## [ASSIGNED TASK]
Using the data below, return every line that holds the word "handrail".

----

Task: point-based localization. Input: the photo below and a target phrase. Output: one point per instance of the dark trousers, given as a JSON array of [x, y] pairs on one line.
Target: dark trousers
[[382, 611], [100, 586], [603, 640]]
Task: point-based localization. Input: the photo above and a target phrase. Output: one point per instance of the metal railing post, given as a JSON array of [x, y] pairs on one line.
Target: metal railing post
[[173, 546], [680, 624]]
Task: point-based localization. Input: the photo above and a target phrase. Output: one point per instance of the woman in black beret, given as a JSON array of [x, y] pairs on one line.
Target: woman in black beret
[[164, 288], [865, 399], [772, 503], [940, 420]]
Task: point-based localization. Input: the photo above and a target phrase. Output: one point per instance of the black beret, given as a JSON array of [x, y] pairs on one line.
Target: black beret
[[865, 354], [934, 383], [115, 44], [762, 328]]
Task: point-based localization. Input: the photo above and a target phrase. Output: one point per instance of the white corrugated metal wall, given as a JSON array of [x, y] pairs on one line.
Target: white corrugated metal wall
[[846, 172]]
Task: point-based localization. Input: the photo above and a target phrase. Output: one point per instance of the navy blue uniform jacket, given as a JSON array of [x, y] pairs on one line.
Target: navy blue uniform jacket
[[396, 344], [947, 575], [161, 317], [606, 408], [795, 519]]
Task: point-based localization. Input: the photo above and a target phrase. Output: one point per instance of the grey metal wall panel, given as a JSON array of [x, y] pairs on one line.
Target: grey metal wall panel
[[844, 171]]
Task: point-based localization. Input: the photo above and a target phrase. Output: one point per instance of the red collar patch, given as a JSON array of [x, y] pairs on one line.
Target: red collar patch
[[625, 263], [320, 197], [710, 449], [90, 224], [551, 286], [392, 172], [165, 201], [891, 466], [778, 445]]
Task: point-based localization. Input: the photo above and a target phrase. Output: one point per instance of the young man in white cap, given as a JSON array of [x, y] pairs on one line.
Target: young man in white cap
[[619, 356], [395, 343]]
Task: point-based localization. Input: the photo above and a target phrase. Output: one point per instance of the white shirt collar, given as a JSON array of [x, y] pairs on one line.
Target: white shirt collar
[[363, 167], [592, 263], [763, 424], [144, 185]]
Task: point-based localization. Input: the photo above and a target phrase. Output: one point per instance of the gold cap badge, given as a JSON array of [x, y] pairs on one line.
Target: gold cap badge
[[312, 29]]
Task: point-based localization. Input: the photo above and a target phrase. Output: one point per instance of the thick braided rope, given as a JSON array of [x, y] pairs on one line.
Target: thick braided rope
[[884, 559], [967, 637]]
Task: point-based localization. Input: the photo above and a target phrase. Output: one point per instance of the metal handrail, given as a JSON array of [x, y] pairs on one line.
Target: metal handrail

----

## [WRITTEN ANSWER]
Task: point-based localization. Input: the photo above and a target phrase. Output: one point per instance of the metal handrail, given as a JSON array of [x, y] pairs on one line.
Target: metal handrail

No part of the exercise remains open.